- Exercise description -
Print the lines below verbatim, from the first line through the line that contains "[[9, 164], [58, 142], [223, 372]]", with both ends included. Omit the pictures from your reproduction.

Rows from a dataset
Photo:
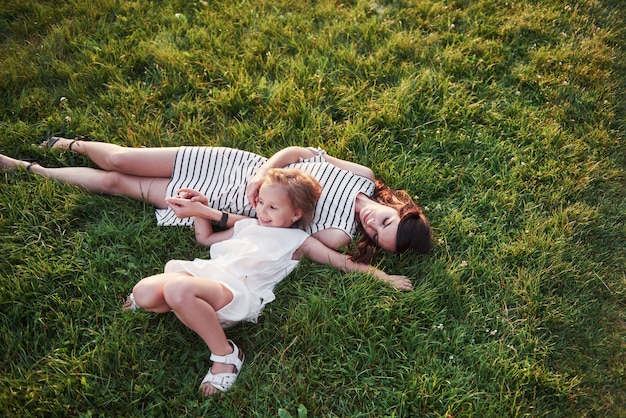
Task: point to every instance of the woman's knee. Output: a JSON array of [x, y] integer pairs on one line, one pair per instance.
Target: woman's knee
[[120, 160], [112, 182]]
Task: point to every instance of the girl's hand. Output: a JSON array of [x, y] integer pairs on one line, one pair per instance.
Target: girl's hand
[[252, 189], [185, 207], [193, 195]]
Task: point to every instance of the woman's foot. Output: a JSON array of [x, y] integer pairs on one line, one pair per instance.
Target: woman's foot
[[9, 164], [58, 142], [223, 372]]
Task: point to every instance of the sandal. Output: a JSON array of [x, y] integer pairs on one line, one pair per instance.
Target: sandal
[[30, 164], [224, 381], [49, 143]]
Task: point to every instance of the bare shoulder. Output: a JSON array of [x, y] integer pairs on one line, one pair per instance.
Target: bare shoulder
[[355, 168]]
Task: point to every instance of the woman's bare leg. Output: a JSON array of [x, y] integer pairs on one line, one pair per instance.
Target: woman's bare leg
[[143, 162], [149, 189]]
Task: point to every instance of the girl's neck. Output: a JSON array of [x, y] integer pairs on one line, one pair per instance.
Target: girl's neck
[[360, 202]]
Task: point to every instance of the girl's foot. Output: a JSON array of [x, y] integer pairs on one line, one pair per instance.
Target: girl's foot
[[223, 372]]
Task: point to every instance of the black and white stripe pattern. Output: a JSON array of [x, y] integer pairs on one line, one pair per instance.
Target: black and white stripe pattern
[[222, 174]]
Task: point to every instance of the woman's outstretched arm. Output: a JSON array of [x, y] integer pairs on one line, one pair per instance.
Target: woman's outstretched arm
[[292, 155], [318, 252]]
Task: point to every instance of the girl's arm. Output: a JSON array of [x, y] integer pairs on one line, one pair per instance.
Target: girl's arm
[[318, 252], [292, 155], [205, 235]]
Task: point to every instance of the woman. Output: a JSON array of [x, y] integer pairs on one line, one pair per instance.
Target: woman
[[351, 199]]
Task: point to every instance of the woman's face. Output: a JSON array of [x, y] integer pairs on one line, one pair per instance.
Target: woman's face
[[274, 208], [380, 223]]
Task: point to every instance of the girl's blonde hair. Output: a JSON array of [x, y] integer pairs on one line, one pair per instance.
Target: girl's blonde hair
[[302, 188]]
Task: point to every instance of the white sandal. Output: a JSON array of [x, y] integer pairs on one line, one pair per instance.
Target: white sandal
[[224, 381]]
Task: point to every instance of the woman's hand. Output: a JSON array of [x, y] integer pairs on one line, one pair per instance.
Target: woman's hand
[[193, 195], [188, 203]]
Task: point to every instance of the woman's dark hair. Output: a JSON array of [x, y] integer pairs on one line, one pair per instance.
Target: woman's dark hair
[[414, 232]]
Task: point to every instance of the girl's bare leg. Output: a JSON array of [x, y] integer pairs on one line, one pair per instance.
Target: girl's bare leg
[[149, 189], [142, 162], [194, 300]]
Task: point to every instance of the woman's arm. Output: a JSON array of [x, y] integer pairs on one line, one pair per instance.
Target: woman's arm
[[292, 155], [189, 203], [318, 252]]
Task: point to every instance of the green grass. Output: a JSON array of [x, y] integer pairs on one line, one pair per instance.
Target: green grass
[[505, 119]]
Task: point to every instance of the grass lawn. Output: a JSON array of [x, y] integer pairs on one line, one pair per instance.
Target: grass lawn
[[505, 119]]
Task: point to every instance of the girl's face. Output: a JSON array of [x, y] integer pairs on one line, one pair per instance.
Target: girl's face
[[380, 223], [274, 208]]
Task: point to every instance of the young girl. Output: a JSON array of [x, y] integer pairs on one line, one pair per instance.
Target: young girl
[[247, 261]]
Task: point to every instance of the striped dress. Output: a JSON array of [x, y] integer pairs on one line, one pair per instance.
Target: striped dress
[[221, 174]]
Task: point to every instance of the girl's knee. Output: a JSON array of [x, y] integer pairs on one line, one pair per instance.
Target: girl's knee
[[177, 291]]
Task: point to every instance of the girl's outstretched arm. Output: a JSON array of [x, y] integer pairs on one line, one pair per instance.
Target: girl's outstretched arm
[[318, 252]]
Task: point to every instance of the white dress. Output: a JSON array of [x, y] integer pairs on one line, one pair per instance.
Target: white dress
[[250, 265]]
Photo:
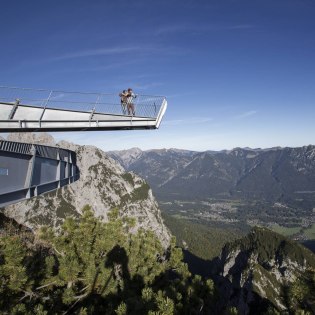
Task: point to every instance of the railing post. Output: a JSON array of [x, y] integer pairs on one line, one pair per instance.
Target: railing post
[[30, 170], [45, 105]]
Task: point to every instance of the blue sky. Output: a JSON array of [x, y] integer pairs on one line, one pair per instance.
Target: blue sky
[[235, 73]]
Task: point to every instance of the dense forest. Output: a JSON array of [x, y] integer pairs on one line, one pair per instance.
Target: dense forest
[[92, 267]]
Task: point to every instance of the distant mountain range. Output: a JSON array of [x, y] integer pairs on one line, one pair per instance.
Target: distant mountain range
[[103, 185], [271, 174]]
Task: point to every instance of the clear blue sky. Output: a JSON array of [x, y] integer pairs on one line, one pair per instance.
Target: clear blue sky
[[236, 73]]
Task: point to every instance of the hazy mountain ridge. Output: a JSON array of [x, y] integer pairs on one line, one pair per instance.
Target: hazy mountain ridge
[[242, 173], [104, 184]]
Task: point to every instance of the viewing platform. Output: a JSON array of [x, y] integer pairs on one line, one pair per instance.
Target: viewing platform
[[28, 170], [36, 110]]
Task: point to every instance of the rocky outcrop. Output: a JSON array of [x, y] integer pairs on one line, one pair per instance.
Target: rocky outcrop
[[257, 269], [104, 184]]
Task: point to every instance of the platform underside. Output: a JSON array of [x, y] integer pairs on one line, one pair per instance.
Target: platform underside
[[26, 118]]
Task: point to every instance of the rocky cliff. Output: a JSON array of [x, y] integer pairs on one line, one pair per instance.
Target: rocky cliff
[[261, 270], [104, 184]]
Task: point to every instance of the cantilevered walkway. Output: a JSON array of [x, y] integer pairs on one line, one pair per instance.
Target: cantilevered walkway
[[30, 110], [28, 170]]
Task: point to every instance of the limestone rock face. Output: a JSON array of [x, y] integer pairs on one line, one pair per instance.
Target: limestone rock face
[[258, 268], [104, 184]]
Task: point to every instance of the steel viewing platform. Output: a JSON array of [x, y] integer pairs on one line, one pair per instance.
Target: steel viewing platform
[[30, 110]]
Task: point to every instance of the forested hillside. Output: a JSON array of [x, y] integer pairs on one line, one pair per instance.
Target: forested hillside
[[92, 267]]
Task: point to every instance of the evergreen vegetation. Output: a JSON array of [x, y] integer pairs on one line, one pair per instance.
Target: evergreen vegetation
[[91, 267]]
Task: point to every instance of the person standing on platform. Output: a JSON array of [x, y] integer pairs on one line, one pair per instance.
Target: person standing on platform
[[123, 101], [130, 104]]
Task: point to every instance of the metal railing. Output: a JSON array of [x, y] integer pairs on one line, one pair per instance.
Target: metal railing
[[145, 105]]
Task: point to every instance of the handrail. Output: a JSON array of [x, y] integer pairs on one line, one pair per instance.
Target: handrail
[[146, 105]]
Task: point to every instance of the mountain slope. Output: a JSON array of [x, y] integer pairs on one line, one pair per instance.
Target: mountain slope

- Final result -
Photo:
Task: point to every instance of the woman's knee. Output: a JSON array of [x, y] integer pairs on one line, one pair per instance.
Target: woman's knee
[[120, 160], [112, 182]]
Task: point to every instance of the girl's hand. Output: a JSON array of [x, y] integer pairs on one line, one pair per instance.
Target: girl's hand
[[252, 189], [185, 207], [193, 195]]
Task: point to every instance of the woman's foot. Output: a JSON array of [x, y] integer pairs on one line, one pair per instance.
Target: woman's foot
[[9, 164], [58, 142], [223, 372]]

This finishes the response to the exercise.